##### Source data #####

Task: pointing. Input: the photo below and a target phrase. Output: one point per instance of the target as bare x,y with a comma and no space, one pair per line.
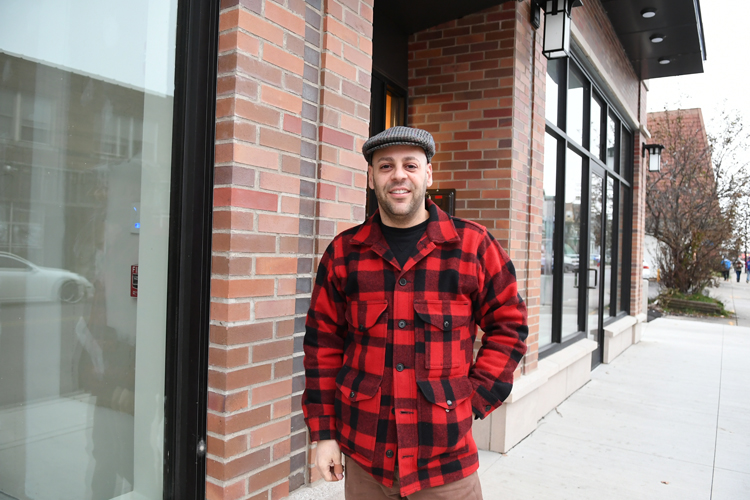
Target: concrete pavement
736,297
667,419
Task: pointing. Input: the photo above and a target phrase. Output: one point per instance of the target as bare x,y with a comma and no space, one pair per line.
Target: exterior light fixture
557,27
654,156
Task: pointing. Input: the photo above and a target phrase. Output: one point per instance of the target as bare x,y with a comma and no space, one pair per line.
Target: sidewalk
736,297
668,419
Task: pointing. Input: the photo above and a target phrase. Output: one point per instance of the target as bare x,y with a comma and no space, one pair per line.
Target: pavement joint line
718,414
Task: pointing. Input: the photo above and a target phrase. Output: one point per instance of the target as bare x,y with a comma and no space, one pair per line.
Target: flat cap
399,136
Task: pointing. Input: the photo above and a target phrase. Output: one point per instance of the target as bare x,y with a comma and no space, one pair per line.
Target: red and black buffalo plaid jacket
389,362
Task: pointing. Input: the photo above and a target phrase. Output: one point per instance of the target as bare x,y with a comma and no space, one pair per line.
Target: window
587,164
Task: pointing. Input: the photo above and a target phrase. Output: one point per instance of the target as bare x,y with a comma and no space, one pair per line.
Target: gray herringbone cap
399,135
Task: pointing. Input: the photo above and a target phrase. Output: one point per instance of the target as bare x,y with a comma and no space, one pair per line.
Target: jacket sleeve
501,314
325,330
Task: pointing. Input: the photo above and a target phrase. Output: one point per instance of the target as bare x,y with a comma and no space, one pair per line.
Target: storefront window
86,98
548,253
576,92
555,69
571,242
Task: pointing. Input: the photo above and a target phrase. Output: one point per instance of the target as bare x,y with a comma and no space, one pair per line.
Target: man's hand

#####

# What is expected:
A word-for-word copy of the data, without its pictures, is what is needed.

# Your response:
Task: pointing. Input: the photo below and a target phrase. Output: one point per instance of the target as bare x,y with a comma and no space, one pair per line.
Target: concrete pavement
736,297
667,419
Task: pointing. Input: the photo above and a target phrase. Output: one point per instance of the target as bare x,y with a comma and no space, one pair per line.
Target: exterior light fixture
557,27
654,156
Task: pointing. Input: the photo above and a target phrase. Output: one point per instance of the target as bare x,y with a comma and no space, one pair per line.
Target: sidewalk
736,297
668,419
Task: pointing. Input: the photo above and a target phrase. Output: one point per instance of the target as bare x,y with a comma and no space, one pair per line.
Target: pavement joint line
718,414
Task: pointing. Input: the photo above and a target phrase. Output: one point per instance of the target as bare x,y with a comma and no space, one pair per line.
Target: flat cap
399,136
Task: pointing. Input: the photo above and a target phrase. Output: one point per instance of the target as bare x,y with a comma and no space, one pair per line.
Target: red and black buffalo plaid jacket
389,362
Task: pointing. Input: the photo above and a target phrase. Output: one point per instance of the target as bare x,y with a comma and no space, one pair per line.
Target: window
587,164
Task: pointing. Input: the photo above and a target phrase. Output: one point per instance of the target as bare x,y with a comma and no space, one pair per line.
Target: gray herringbone cap
399,135
Task: pointing. Input: the photo above and a target phrase. Output: one point per instance of the target as bare x,y with a comma and no space, one pair per line.
Target: jacket sleeve
501,314
325,330
Task: pointing. Input: the photo above and a target phrase. Output: one point per instance of the target as bare x,y with a comma and no space, one pair per line.
Target: storefront window
86,98
548,253
576,92
555,69
571,242
Task: pointing. Input: the photo above and a target phrase. Output: one point per instance of the target as bare x,y with a comma and no space, one pair per line.
Target: man's hand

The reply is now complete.